# Text shown:
::::
Hong Kong’s plan to offer free COVID-19 tests to all residents has become swept up in the festering political debate dividing the territory, where many remain deeply distrustful of both local and mainland Chinese leaders.
Billed as a benevolent public health initiative made possible with the help of Beijing, the territory-wide tests are set to start on Tuesday.
However, the involvement of doctors and companies from mainland China has sent the rumor mills into overdrive and compounded fears of Beijing’s surveillance state, while many health experts in the territory have questioned the efficacy of a mass testing program.
Photo: AP/ Hong Kong Government Information Services
On the Chinese mainland, biometric data forms a crucial part of Beijing’s vast security dragnet, and many Hong Kongers fear that mass testing might lead to widespread DNA collection — something the territory’s authorities have strenuously denied.
The furore illustrates the polarization in Hong Kong, as Beijing clamps down on its critics after months of huge, often violent and ultimately unsuccessful pro-democracy protests last year. “Public trust in Hong Kong’s government has been hovering at all-time lows for many months,” said Dixon Sing (成名), a political expert at the Hong Kong University of Science and Technology. China’s involvement in the testing scheme “simply intensifies that distrust among the majority of the population,” Sing said.
::::
# Information shown:
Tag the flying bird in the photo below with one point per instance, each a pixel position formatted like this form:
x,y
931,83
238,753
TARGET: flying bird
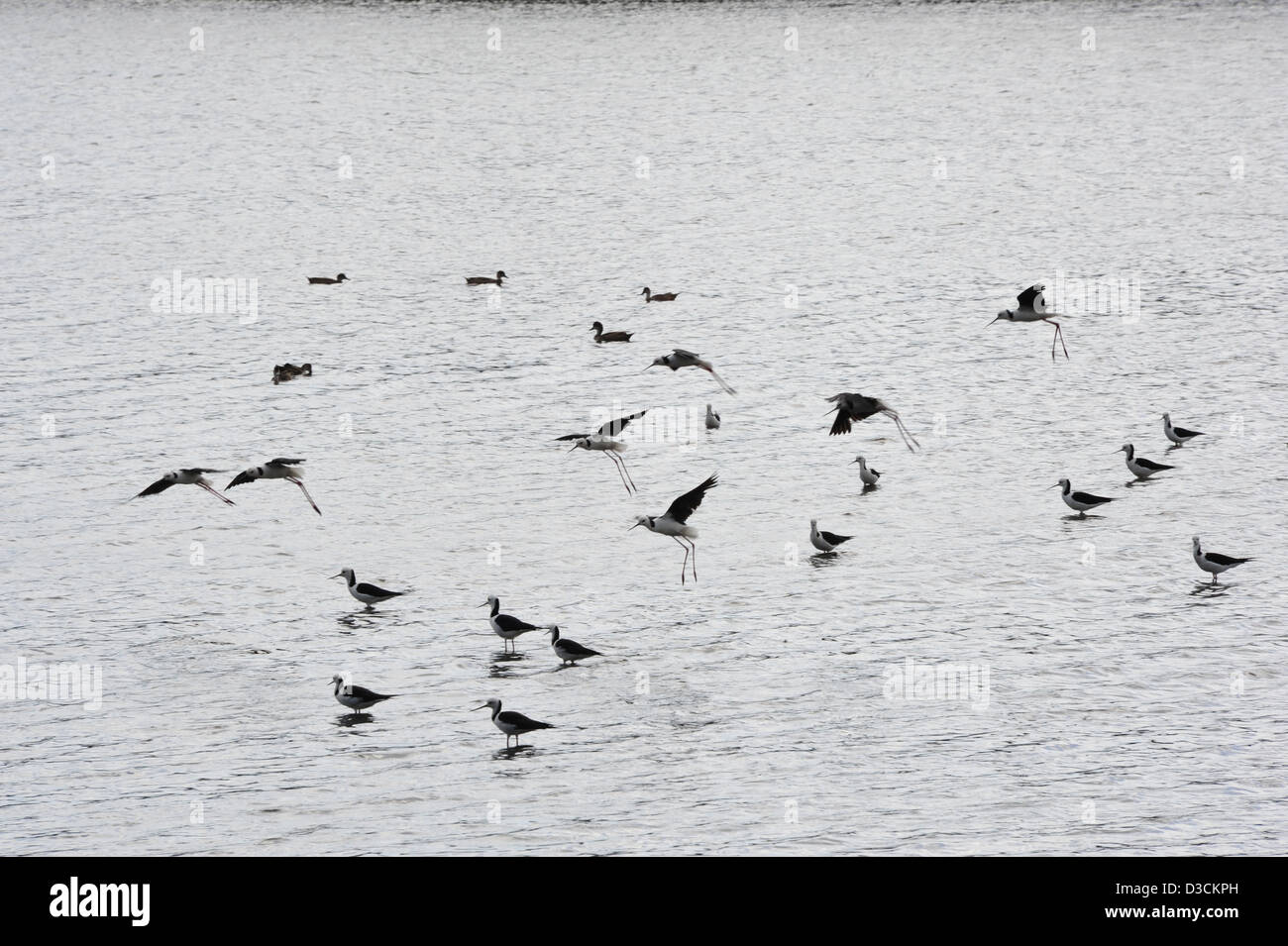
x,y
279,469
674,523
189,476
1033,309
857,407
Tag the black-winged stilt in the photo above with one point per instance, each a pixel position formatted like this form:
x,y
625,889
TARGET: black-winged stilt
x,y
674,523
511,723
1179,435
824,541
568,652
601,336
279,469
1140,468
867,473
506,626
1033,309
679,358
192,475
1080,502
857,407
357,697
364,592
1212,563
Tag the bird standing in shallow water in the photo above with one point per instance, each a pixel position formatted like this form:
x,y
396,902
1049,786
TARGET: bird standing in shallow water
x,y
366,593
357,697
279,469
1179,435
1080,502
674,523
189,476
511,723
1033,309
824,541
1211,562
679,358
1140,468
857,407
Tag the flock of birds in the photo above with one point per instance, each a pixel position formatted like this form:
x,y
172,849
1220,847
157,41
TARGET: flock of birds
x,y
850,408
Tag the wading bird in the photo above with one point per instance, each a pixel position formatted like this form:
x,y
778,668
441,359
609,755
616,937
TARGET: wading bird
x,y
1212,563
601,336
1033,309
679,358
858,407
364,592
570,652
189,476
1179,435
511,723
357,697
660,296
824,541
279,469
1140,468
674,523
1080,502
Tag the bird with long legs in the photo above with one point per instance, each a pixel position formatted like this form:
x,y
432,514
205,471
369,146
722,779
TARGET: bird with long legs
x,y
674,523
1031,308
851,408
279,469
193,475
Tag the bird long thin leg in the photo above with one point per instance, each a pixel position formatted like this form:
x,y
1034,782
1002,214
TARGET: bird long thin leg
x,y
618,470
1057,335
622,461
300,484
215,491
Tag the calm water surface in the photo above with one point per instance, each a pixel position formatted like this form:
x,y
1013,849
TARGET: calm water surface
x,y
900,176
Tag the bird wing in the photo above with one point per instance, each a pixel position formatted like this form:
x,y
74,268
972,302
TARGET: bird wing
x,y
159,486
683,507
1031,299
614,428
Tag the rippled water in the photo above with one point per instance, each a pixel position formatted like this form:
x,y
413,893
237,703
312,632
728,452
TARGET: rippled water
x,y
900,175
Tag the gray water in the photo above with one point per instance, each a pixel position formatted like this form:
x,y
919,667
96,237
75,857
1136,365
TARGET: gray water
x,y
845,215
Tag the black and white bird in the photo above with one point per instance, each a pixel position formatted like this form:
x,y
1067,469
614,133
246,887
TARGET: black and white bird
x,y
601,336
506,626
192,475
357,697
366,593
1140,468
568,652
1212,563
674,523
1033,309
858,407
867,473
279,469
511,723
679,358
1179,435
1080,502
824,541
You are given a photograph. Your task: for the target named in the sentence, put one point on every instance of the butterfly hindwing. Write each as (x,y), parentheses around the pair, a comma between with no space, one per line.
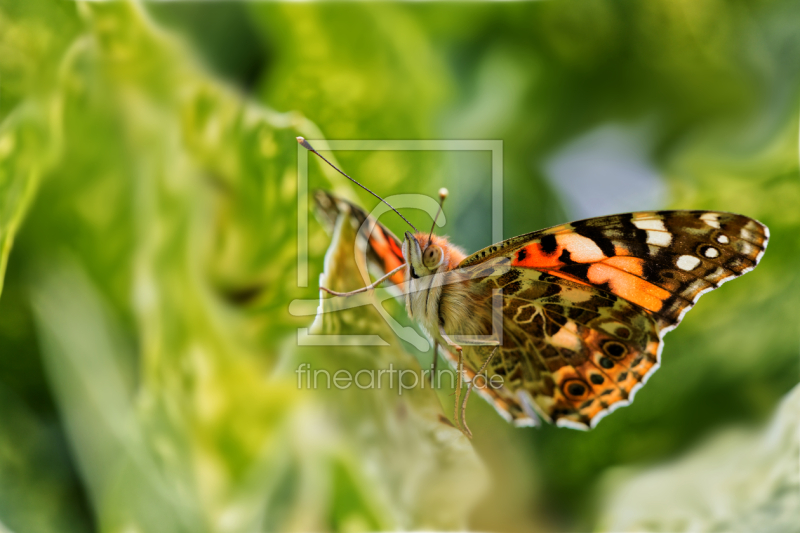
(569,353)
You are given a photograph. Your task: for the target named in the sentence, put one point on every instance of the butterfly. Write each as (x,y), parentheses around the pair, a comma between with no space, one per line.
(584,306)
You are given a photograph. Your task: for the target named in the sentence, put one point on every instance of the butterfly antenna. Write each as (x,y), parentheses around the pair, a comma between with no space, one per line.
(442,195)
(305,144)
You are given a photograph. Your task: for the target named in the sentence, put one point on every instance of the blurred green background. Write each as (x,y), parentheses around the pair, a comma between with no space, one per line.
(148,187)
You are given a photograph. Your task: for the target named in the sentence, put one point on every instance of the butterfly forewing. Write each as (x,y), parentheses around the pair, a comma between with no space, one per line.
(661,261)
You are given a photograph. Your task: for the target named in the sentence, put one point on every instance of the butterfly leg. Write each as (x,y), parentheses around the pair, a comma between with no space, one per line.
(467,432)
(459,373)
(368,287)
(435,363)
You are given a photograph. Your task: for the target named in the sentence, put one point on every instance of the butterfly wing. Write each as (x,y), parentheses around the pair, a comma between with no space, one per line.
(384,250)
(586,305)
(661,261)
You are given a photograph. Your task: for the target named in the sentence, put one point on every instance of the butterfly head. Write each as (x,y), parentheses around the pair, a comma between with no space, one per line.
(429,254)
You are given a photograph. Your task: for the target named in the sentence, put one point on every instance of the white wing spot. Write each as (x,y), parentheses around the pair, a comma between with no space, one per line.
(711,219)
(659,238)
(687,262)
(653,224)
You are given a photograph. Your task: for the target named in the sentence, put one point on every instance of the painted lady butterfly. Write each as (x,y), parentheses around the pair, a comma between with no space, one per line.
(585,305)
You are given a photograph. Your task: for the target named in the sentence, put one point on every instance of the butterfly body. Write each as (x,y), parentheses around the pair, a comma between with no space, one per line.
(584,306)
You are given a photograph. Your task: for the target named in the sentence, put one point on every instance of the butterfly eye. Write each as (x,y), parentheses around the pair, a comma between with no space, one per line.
::::
# Problems to solve:
1. Write out everything in the article on Hong Kong's COVID-19 testing from "Billed as a" down to "mass testing program.".
2. In the article on Hong Kong's COVID-19 testing, list every descriptive term applied to last year's pro-democracy protests.

# Task answers:
1.
Billed as a benevolent public health initiative made possible with the help of Beijing, the territory-wide tests are set to start on Tuesday.
However, the involvement of doctors and companies from mainland China has sent the rumor mills into overdrive and compounded fears of Beijing’s surveillance state, while many health experts in the territory have questioned the efficacy of a mass testing program.

2.
huge
often violent
ultimately unsuccessful